▶ _VORLIEGENDER TEXT_
----------------------------------------

Grünen-Chef Omid Nouripour nimmt es gelassen. Die Gespräche verliefen in einem „guten Stil und Ton“, betont er. „Aber man muss es auch nicht übers Knie brechen.“ Die Abstimmung wird nun erst Anfang oder sogar Ende Juni stattfinden.

Vordergründiger Streit

Vordergründig geht es um die seit Wochen genannten Streitpunkte. So sind sich Union und FDP einig, dass die Mittel im Sondervermögen allein den Streitkräften zufließen sollen und dass das im Gesetz so formuliert wird.

Grüne und ein Teil der SPD-Fraktion plädieren für die von der Ampel vorgeschlagene Formulierung, dass mit dem Geld die „Bündnis- und Verteidigungsfähigkeit“ Deutschlands gestärkt werden solle – was Ausgaben auch über reine Waffen- und Ausrüstungsprojekte hinaus erlauben würde. Vor allem die Grünen wollen das, weil sie an einem „vernetzten Sicherheitsbegriff“ orientiert sind.

Dass zuletzt das Auswärtige Amt in die Gespräche unter den Fraktionen einbezogen wurde und nicht mehr nur das Verteidigungsministerium, deutet auf verstärkte Kompromisssuche hin. Investitionen in mehr Cybersicherheit sind hier einer der Auswege.

Auch geht es immer noch um die Frage, ob und wo das Zwei-Prozent-Ziel – die von der Nato gewünschte Ausgabenquote gemessen am Bruttoinlandsprodukt – im Grundgesetz oder im Errichtungsgesetz stehen soll.

Im Hintergrund allerdings wird über sehr konkrete Probleme der Umsetzung gesprochen, und das verlängert den Zeitplan. Ein solcher Nebenetat muss üblicherweise mit einem Wirtschaftsplan versehen sein, in dem sämtliche geplanten Finanzierungsprojekte auf Jahre hinaus mehr oder weniger detailliert aufgeführt sein müssen, mit konkreten Ausgaben und so genannten Verpflichtungsermächtigungen unterlegt. Der liegt den Fraktionen aber nicht vor, ist oberste Chefsache (Kanzleramt) und dürfte der eigentliche Grund für die Verzögerung sein.

Was soll damit bezahlt werden?

Denn natürlich liegen deutlich mehr potenzielle Projekte und Wunschkataloge vor, als mit den 100 Milliarden Euro in den kommenden Jahren finanziert werden können. Einige Vorhaben sind bekannt und belegen schon einen größeren Teil der Summe: der US-Jet F35, ein neuer Transporthubschrauber, neue Marineschiffe.

So wird um den Ausgabenrest hart gerungen, zumal das Verteidigungsministerium schon vor Wochen eine breite Umfrage in der Rüstungsindustrie gestartet hat, welche Projekte in relativ kurzer Zeit umsetzbar wären. Viele dürften vom Kuchen etwas abhaben wollen.

----------------------------------------

[Einträge zur Punktannotation in Bildern]
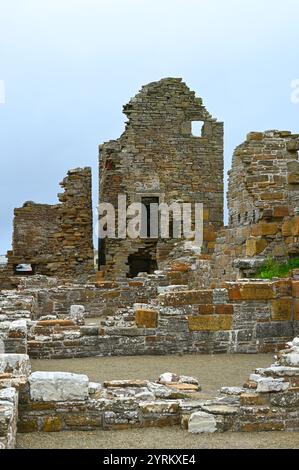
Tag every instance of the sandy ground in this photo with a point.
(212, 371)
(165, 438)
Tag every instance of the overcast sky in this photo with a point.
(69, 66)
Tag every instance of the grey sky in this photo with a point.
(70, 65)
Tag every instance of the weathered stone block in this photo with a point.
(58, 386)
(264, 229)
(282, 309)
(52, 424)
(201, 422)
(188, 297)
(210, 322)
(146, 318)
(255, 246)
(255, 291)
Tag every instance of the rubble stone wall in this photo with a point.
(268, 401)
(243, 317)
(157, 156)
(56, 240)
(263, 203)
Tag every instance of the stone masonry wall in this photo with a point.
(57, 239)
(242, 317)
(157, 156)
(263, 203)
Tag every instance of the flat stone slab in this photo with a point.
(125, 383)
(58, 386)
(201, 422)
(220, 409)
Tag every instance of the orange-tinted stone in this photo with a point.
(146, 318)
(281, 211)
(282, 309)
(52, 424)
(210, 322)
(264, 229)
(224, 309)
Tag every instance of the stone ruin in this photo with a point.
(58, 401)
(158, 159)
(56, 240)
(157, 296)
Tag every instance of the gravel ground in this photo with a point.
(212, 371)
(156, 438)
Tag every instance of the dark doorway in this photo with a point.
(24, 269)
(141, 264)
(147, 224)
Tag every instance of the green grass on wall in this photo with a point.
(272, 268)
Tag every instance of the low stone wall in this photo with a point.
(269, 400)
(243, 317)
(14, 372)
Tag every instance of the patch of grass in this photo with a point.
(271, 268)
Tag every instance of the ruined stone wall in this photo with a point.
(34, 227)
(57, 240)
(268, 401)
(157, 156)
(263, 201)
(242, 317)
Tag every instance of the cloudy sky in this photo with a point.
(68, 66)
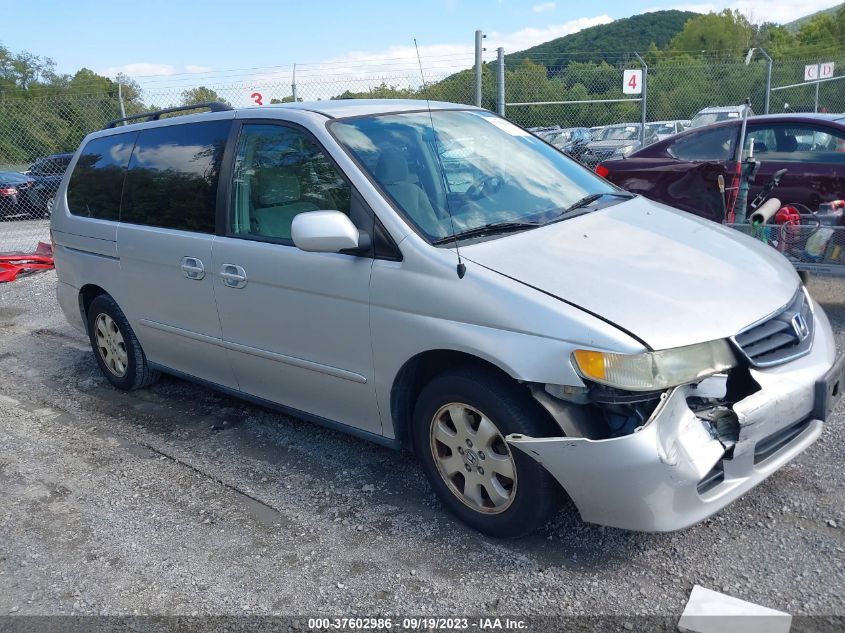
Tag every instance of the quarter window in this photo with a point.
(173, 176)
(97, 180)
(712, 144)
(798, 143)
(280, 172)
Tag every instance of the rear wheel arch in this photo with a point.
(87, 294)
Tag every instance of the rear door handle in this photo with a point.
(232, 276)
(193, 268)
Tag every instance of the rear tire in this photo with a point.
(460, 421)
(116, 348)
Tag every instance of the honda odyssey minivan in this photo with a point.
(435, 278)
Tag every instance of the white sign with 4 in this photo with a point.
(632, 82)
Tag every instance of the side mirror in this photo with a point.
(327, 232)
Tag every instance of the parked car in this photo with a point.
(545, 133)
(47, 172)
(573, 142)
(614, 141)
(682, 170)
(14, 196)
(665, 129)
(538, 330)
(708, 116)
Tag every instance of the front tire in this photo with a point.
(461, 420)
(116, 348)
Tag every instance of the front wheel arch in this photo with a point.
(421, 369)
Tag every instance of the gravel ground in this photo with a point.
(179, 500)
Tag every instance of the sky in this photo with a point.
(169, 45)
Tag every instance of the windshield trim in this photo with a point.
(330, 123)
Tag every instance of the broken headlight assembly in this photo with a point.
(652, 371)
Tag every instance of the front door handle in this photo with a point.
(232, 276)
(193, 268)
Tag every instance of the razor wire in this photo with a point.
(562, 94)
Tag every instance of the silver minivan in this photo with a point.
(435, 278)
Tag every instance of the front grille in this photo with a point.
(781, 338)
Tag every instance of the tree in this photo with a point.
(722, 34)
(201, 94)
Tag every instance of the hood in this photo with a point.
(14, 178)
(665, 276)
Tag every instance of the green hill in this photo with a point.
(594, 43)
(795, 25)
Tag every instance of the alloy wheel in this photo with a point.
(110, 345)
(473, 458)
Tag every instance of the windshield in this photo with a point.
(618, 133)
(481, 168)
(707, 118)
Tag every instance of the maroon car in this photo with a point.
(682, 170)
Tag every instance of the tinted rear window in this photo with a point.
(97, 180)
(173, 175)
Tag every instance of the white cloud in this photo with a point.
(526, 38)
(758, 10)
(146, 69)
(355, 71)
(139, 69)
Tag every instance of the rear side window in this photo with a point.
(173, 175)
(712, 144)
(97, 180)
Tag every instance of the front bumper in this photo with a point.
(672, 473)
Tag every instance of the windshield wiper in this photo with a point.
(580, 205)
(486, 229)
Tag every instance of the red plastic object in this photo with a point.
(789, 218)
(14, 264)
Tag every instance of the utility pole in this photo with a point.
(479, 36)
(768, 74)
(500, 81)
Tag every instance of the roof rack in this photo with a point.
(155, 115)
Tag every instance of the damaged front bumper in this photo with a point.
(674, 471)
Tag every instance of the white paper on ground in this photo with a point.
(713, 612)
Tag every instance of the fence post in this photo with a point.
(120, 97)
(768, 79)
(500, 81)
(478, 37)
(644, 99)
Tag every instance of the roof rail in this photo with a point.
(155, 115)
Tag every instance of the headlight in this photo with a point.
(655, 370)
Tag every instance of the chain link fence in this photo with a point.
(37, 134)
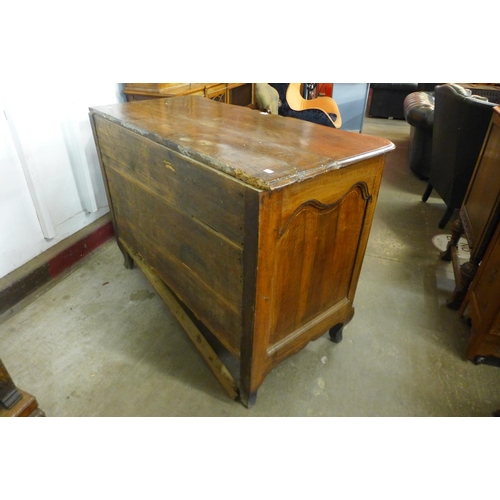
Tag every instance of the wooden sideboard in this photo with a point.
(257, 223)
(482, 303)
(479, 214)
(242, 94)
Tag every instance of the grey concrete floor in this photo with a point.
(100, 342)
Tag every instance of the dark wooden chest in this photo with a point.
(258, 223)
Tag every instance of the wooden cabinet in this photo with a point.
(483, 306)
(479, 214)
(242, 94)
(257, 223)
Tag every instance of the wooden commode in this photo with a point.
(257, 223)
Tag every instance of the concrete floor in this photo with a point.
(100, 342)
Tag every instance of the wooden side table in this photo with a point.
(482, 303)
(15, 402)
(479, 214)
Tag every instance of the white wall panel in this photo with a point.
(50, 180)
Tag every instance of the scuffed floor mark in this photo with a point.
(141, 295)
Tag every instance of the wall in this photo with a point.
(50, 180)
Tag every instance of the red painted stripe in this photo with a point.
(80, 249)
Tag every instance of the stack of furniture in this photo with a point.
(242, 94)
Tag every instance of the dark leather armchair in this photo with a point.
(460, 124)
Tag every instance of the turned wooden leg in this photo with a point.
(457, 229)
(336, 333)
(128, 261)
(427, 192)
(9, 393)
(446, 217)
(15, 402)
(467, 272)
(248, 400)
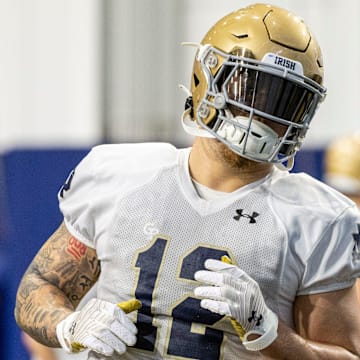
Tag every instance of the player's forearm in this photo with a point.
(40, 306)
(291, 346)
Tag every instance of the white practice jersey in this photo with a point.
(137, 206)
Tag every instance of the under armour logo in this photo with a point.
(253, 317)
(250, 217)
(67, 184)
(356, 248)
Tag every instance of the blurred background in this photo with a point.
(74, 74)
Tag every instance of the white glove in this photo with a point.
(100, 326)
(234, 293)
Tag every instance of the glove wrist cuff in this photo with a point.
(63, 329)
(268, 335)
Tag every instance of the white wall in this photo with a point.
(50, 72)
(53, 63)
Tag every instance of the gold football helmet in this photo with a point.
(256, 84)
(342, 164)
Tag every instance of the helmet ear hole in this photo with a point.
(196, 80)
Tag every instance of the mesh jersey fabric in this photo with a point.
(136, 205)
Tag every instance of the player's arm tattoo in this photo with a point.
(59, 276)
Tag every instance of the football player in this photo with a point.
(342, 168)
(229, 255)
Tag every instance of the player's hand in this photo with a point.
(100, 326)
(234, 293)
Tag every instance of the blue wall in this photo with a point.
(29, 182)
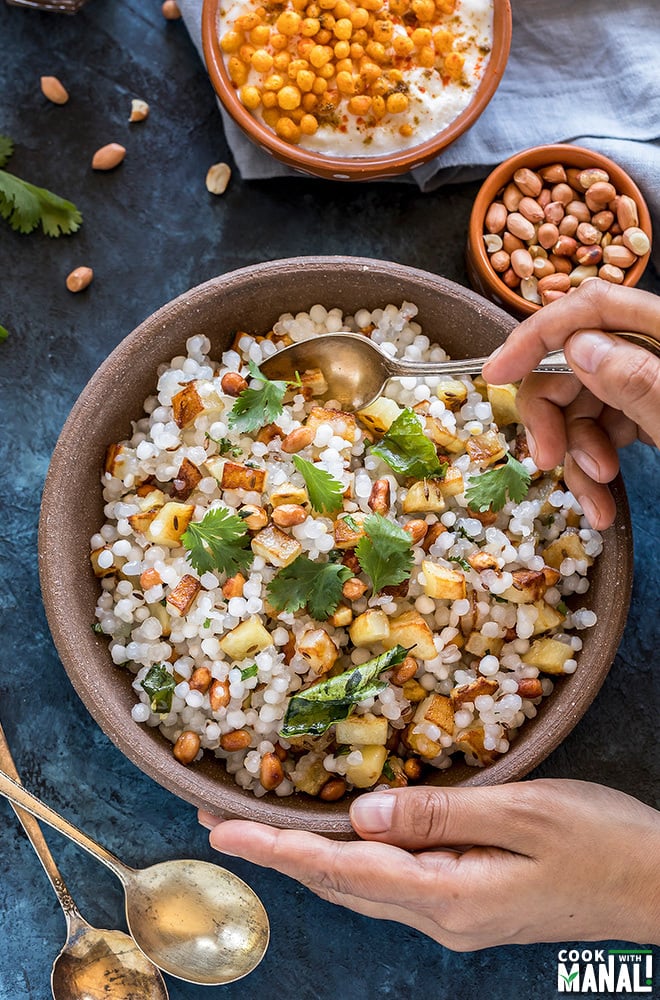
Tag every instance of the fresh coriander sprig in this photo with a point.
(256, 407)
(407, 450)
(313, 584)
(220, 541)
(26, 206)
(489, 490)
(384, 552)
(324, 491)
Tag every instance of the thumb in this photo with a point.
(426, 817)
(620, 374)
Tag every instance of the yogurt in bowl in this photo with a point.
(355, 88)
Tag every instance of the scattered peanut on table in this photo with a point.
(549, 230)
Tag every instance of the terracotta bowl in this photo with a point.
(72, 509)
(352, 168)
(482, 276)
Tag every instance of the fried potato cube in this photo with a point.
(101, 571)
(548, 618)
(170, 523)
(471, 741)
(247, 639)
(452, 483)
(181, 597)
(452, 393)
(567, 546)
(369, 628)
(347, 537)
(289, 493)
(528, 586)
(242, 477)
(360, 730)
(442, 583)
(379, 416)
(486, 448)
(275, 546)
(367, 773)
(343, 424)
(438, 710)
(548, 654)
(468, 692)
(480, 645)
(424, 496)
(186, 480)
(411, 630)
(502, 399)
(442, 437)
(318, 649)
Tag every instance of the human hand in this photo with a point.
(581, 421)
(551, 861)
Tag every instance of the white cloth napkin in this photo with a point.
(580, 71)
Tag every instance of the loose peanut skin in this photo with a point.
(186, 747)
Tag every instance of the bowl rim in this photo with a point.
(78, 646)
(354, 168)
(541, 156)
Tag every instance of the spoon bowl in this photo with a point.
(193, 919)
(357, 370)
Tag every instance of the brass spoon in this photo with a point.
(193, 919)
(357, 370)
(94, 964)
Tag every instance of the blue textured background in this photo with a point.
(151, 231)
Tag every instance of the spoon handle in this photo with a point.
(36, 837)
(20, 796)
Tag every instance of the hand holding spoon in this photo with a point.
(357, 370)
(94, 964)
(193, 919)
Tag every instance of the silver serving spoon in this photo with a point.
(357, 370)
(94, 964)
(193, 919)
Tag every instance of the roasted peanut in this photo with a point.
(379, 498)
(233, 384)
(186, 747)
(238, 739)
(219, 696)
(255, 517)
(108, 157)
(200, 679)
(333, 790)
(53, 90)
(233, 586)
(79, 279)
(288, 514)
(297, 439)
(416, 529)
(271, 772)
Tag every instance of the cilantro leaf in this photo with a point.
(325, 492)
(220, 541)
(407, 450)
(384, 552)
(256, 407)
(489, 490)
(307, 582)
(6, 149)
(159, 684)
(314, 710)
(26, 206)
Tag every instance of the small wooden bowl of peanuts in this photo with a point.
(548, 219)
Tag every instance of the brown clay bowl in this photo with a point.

----------------------------------------

▶ _AUFGABEN_
1) Gib die Datensätze ab der Zeile mit „Tag every instance of the cilantro“ bis zu ihrem Ende einschließlich beider Grenzzeilen unverändert aus.
2) Setze den Text über das Sondervermögen für die Streitkräfte nach seinem letzten Satz fort.
Der Text und die Datensätze stehen in keinem Zusammenhang miteinander.

▶ _ANTWORTEN_
1)
Tag every instance of the cilantro leaf in this photo with a point.
(325, 492)
(220, 541)
(407, 450)
(384, 552)
(256, 407)
(489, 490)
(307, 582)
(6, 149)
(159, 684)
(314, 710)
(26, 206)
Tag every instance of the small wooden bowl of peanuts in this photo with a point.
(548, 219)
Tag every instance of the brown clay bowl in this photo with a point.

2)
Wie es heißt, gibt es Überlegungen, die Abstimmung über das Sondervermögen gegebenenfalls auch ohne Wirtschaftsplan stattfinden zu lassen. Das aber liefe darauf hinaus, vom Parlament die Unterschrift unter einen Blankoscheck zu verlangen.

Doch hat ein sehr konkreter Wirtschaftsplan auch einen Nachteil: Da er nur einmal im Jahr zusammen mit dem jeweiligen Bundeshaushalt geändert werden kann, gibt es nicht viel Spielraum für kurzfristigere Veränderungen – was bei dem Vorhaben, das Geld in nur wenigen Jahren vor allem für Käufe „von der Stange“ einzusetzen, auch hinderlich sein kann. Und es bleibt nichts in petto.

Noch ein Gesetz

Eine weitere Frage: Die Union möchte für die Ausgaben im Sondervermögen ein Begleitgremium haben, über das sie im Detail mitbestimmen kann. Das ist natürlich nicht im Interesse der Ampel, die allenfalls eine weniger direkte Form der Begleitung des Sondervermögens akzeptieren will. Aber sie braucht eben die schwarzen Stimmen.

Einig sind sich die Verhandler in einem Punkt: Das Beschaffungswesen der Bundeswehr muss verbessert werden. Auch darum drehen sich die Gespräche. Nach Informationen des Tagesspiegels ist dafür nun auch ein drittes Gesetz mit Blick auf das Sondervermögen in der Diskussion.

Ein Beschaffungsbeschleunigungsgesetz soll Besserung bringen. Etwas Ähnliches hat die Koalition gerade für den zügigen Ausbau der Flüssiggasversorgung auf den Weg gebracht, das LNG-Beschleunigungsgesetz.